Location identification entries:
- - -
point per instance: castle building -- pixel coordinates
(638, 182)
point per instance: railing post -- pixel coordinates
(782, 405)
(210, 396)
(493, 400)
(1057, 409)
- - -
- Exercise details: Output the whole listing above again, word for word.

- Complete response:
point per instance: castle building -- pixel coordinates
(638, 182)
point per instance: railing post -- pixel coordinates
(782, 405)
(210, 396)
(493, 400)
(1057, 409)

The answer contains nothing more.